**To do**: Using the entries below, return word for word the lines from the one containing "white cloud, which" up to and including the last.

------------------------------

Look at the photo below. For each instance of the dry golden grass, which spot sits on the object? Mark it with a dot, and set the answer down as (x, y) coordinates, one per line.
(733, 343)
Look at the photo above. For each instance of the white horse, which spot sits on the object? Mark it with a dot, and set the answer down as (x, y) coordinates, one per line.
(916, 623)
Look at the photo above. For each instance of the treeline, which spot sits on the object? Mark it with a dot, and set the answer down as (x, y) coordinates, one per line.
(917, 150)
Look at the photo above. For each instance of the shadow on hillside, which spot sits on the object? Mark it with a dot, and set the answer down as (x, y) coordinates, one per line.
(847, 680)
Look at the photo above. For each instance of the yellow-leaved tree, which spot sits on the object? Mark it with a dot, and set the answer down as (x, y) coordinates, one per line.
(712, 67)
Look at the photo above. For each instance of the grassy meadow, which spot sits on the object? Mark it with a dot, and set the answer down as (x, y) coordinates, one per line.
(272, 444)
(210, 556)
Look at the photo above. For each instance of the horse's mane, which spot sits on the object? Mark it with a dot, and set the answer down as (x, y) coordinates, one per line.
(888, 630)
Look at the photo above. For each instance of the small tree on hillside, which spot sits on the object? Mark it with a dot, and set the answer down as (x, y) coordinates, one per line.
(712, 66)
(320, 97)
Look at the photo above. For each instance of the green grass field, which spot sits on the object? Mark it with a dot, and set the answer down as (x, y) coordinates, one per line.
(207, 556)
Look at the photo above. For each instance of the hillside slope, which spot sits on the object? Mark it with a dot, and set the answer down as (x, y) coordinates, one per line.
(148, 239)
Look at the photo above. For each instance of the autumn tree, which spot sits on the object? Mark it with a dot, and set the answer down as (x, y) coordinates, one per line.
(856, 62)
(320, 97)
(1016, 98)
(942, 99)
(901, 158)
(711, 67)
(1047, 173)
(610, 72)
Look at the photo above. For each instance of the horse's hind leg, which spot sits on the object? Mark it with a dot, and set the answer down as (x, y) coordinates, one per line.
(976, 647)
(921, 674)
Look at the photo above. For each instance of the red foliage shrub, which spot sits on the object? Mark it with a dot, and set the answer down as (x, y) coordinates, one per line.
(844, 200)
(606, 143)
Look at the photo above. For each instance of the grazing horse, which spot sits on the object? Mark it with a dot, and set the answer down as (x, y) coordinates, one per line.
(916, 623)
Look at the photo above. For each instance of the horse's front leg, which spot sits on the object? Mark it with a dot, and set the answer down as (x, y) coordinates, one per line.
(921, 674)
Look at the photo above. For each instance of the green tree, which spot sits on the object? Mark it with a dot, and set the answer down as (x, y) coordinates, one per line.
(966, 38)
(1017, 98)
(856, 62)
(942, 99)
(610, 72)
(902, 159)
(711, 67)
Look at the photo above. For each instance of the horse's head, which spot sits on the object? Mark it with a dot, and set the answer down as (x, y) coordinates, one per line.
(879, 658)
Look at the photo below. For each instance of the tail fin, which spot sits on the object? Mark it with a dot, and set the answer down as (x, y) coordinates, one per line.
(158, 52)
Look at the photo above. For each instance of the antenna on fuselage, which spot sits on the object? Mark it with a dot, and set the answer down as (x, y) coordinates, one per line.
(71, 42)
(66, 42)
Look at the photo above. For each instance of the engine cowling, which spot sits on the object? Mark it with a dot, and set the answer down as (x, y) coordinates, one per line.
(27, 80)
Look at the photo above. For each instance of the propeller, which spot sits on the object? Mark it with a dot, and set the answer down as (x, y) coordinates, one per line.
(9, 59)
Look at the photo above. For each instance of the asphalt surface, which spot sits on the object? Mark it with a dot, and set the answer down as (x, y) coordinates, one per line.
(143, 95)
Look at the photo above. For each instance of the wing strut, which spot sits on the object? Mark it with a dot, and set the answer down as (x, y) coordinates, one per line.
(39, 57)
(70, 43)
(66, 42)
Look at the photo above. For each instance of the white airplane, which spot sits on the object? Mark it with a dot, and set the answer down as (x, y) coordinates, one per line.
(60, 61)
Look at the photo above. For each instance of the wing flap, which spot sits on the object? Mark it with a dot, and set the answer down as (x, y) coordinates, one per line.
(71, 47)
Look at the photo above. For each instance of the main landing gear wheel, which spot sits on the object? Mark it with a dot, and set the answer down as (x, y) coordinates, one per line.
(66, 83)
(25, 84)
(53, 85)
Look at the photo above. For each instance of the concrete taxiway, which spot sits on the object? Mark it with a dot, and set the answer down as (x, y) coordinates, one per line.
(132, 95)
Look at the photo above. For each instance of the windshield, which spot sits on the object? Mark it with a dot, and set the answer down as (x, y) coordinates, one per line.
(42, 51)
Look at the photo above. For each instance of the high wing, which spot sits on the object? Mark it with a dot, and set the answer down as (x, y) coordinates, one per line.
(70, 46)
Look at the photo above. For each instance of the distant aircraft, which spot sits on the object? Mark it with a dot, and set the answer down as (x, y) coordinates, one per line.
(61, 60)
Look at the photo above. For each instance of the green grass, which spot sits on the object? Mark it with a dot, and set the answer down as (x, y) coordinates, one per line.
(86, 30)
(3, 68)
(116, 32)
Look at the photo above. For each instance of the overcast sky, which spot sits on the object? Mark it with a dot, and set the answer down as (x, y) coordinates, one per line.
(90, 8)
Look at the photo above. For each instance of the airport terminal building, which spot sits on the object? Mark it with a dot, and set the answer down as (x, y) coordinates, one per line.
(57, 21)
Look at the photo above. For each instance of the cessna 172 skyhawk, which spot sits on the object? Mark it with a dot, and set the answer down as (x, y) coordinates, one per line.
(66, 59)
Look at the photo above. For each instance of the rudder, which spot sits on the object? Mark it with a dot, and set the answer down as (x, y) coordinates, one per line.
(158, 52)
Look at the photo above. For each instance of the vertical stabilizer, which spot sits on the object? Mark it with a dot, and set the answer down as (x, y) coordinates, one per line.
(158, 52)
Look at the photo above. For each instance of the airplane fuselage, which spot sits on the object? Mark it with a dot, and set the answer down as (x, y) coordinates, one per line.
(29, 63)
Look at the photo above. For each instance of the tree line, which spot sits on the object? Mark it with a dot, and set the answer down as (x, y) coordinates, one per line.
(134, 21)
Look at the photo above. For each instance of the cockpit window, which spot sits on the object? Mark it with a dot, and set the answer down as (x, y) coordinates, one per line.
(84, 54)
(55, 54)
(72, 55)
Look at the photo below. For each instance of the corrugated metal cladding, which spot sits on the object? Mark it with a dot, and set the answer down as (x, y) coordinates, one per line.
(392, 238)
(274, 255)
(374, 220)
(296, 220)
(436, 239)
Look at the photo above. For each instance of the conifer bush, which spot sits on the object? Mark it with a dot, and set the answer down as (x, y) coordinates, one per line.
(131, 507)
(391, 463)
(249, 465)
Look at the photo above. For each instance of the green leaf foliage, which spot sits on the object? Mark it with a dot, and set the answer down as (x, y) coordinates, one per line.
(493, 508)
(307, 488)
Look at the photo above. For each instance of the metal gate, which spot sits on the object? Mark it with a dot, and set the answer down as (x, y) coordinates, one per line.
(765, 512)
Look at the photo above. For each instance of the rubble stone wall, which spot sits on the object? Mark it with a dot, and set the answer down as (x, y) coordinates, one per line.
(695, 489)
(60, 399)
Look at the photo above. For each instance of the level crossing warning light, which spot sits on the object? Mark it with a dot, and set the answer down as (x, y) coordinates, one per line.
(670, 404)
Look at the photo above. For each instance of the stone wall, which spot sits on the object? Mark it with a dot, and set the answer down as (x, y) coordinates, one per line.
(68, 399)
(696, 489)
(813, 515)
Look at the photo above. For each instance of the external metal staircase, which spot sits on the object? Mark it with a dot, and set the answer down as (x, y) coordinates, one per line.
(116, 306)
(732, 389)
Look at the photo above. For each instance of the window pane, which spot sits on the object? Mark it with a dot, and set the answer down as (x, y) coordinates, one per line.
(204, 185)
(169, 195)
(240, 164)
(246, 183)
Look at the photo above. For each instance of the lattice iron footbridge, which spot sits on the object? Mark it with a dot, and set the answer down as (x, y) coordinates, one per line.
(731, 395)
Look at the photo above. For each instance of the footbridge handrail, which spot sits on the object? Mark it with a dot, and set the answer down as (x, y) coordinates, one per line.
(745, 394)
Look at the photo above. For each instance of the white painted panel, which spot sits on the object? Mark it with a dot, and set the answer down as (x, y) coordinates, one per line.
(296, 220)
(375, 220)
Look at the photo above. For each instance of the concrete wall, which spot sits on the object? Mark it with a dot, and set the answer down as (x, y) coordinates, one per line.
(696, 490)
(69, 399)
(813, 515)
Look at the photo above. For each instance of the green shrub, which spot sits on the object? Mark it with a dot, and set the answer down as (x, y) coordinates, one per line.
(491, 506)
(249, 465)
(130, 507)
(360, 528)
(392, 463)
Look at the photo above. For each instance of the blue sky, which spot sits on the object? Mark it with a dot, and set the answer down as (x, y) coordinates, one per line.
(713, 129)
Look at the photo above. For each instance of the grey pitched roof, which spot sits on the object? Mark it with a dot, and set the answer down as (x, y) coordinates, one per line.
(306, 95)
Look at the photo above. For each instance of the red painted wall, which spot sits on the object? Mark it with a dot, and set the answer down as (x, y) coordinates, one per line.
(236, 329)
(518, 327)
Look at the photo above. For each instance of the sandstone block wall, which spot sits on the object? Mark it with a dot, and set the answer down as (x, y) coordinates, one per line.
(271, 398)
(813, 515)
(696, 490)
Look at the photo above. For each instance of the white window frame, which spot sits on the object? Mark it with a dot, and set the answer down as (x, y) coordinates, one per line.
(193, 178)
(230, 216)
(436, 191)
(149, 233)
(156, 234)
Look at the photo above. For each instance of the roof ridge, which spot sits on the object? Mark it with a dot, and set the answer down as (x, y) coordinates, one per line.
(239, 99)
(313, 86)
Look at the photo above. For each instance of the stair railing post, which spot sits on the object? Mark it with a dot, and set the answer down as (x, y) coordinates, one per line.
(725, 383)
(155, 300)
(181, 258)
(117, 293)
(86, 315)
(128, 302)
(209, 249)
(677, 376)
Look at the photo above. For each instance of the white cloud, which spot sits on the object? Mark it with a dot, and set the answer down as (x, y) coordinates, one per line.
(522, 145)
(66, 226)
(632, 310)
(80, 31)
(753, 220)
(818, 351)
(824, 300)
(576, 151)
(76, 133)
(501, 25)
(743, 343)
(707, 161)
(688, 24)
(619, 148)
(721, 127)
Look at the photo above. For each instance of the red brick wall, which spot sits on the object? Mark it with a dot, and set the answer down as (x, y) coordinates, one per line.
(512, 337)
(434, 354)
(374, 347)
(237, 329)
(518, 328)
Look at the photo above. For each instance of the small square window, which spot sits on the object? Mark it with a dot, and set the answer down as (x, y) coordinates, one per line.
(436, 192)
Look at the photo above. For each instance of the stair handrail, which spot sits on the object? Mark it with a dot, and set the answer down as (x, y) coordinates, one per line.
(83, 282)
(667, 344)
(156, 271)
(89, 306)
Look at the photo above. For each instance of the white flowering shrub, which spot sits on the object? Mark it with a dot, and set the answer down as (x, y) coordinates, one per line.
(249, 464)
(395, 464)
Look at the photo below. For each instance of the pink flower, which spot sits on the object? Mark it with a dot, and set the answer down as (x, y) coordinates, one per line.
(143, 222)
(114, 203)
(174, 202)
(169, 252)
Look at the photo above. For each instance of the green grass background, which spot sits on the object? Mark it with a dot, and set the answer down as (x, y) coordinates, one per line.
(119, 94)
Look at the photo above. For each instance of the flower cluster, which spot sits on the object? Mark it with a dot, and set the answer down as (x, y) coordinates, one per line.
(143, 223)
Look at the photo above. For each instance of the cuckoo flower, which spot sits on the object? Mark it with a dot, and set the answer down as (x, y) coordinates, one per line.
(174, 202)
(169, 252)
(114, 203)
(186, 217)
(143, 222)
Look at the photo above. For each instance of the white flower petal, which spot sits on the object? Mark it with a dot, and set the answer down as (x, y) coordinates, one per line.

------------------------------

**Output below**:
Look at the photo above. For each instance of the white cloud, which spot sits on the object? Mark it with a dot, and set the answer down as (x, y) coordinates, one per line.
(522, 145)
(66, 226)
(632, 310)
(80, 31)
(753, 220)
(818, 351)
(824, 300)
(576, 151)
(76, 133)
(501, 25)
(743, 343)
(707, 161)
(688, 24)
(619, 148)
(721, 127)
Look at the photo above. For each instance of the red brick wall, which spot sits on the object? Mark it with a dot, and set the answer down as (x, y) coordinates, one per line.
(512, 337)
(434, 354)
(374, 347)
(237, 329)
(518, 328)
Look at the photo above. For each instance of the small square window, which spot sits on the object? Mark it with a dot, and set the answer down as (x, y) coordinates, one per line.
(436, 192)
Look at the photo above. For each instance of the stair handrail, which spot sits on the object? Mark it with a dot, and set the answer down as (x, y) coordinates, one per line.
(83, 282)
(667, 344)
(156, 271)
(89, 306)
Look at the photo above. For each instance of the white flowering shrub, which spot sits on the object? Mark it with a dot, and set the answer down as (x, y) coordinates, one per line.
(249, 464)
(395, 464)
Look at the photo below. For each instance of the pink flower, which spot sits on the object? Mark it with a dot, and set the answer down as (x, y) coordinates, one per line.
(143, 222)
(114, 203)
(174, 202)
(169, 252)
Look at the photo above. For each instance of the green grass background, which spot sits on the object? Mark it with a dot, and set the answer down as (x, y) coordinates, one per line.
(119, 94)
Look at the photo above. For each instance of the flower cluster, which spot sits on the object? Mark it with a dot, and set the answer down as (x, y) coordinates, one per line.
(143, 223)
Look at the photo above. For each instance of the cuckoo flower, which spot sits on the object? Mark it with a dot, and set the answer down as (x, y) coordinates, one per line.
(174, 202)
(169, 252)
(114, 203)
(186, 217)
(143, 222)
Look at the photo above. For each instance of the white flower petal, which spot sits on the object? Mark it with a dot, and set the answer down as (x, y) coordinates, one per line.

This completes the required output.